### Trecho do documento
Há muitas razões para ter algum otimismo sobre o Brasil. A economia cresce, a inflação está sob controle, o desemprego está baixo, a renda sobe e até os investimentos têm ensaiado uma recuperação. Não há problemas nas contas externas. Mesmo com o aumento das importações, a balança comercial acumula um saldo positivo, e o déficit em conta corrente até se elevou, mas é facilmente coberto pelo Investimento Direto no País (IDP).
Sabe-se,
no entanto, que o País tem uma grande vulnerabilidade: uma política fiscal
inconsistente, caracterizada por um desequilíbrio estrutural entre receitas e
despesas de mais de dez anos. Esse rombo é a razão pela qual o Brasil pratica
taxas de juros tão elevadas, e impedir que o buraco continue a crescer é – ou
deveria ser – a principal tarefa de qualquer governo preocupado em criar um
ambiente de negócios amigável à atração de investimentos.
O
presidente Lula da Silva já demonstrou ser incapaz de assimilar essa lógica,
mas, em uma conjuntura favorável, o mercado é capaz de relevar esse problema e
apostar suas fichas na capacidade do ministro Fernando Haddad de convencê-lo a
ter algum juízo na administração das contas públicas. No entanto, basta que
algo mude na conjuntura para que a precariedade desse arranjo fique clara.
Foi
o que ocorreu em março, quando o Federal Reserve decidiu prolongar o aperto nas
taxas de juros norte-americanas – o maior em 23 anos – pela quinta vez
consecutiva, decisão mantida também nas reuniões de maio e junho e sem
perspectiva de revisão no curto prazo. Desde então, o dólar tem ganhado valor
sobre muitas moedas no mundo, entre as quais o real.

### Linhas fornecidas
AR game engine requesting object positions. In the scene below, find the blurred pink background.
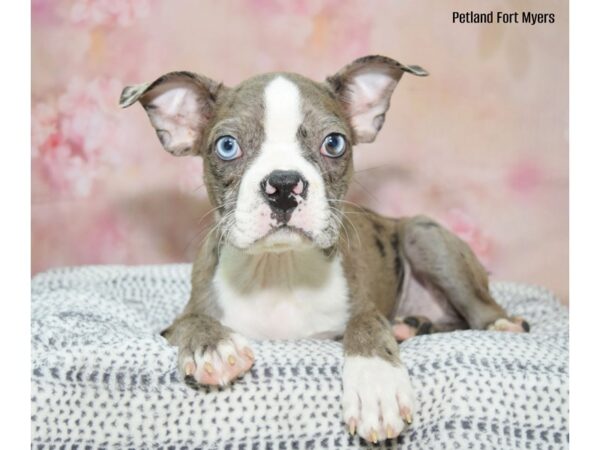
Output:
[32,0,568,302]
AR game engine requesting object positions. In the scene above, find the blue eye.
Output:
[215,136,242,161]
[320,133,346,158]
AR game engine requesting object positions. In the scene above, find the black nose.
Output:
[260,170,308,220]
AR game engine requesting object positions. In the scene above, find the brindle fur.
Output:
[121,56,524,380]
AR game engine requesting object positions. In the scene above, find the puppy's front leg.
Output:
[343,305,415,443]
[162,312,254,386]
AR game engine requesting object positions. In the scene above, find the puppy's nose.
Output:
[260,170,308,212]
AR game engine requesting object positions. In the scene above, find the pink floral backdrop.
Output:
[32,0,568,302]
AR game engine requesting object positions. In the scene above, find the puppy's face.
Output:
[121,56,426,252]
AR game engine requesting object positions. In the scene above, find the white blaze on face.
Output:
[229,76,329,248]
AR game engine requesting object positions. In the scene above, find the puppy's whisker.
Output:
[331,208,350,250]
[329,205,362,247]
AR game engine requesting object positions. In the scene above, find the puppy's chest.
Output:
[213,249,349,339]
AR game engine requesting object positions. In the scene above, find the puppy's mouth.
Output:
[247,224,314,253]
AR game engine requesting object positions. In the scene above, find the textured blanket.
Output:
[31,265,569,450]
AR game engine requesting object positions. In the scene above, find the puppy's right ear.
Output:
[119,72,224,156]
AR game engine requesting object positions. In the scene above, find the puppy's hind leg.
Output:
[400,216,529,332]
[392,316,457,342]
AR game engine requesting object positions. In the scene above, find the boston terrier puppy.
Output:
[120,56,529,442]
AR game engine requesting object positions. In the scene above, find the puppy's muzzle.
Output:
[260,170,308,223]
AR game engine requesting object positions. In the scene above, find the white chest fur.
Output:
[213,246,349,339]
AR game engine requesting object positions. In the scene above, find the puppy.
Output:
[120,56,529,442]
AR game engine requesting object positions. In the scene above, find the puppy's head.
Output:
[120,56,427,252]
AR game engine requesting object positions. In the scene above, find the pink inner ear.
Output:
[349,72,398,142]
[143,82,204,156]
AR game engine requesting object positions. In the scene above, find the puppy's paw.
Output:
[487,317,530,333]
[178,333,254,386]
[343,356,415,443]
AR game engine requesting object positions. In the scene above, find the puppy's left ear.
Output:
[327,55,429,143]
[119,72,224,156]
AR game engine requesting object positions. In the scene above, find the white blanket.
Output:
[31,265,569,450]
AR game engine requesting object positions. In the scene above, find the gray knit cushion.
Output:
[31,265,569,450]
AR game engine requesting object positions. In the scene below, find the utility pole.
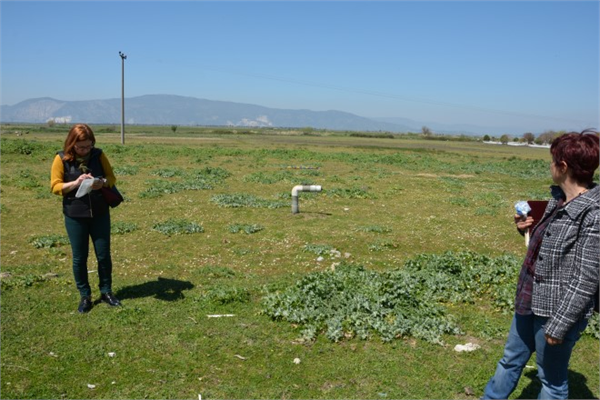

### Instrução
Copie do texto sobre a economia brasileira a parte que se abre com as palavras que contêm "Há muitas razões" e se fecha com "no País (IDP).". Não é preciso consultar as linhas.

### Resposta
Há muitas razões para ter algum otimismo sobre o Brasil. A economia cresce, a inflação está sob controle, o desemprego está baixo, a renda sobe e até os investimentos têm ensaiado uma recuperação. Não há problemas nas contas externas. Mesmo com o aumento das importações, a balança comercial acumula um saldo positivo, e o déficit em conta corrente até se elevou, mas é facilmente coberto pelo Investimento Direto no País (IDP).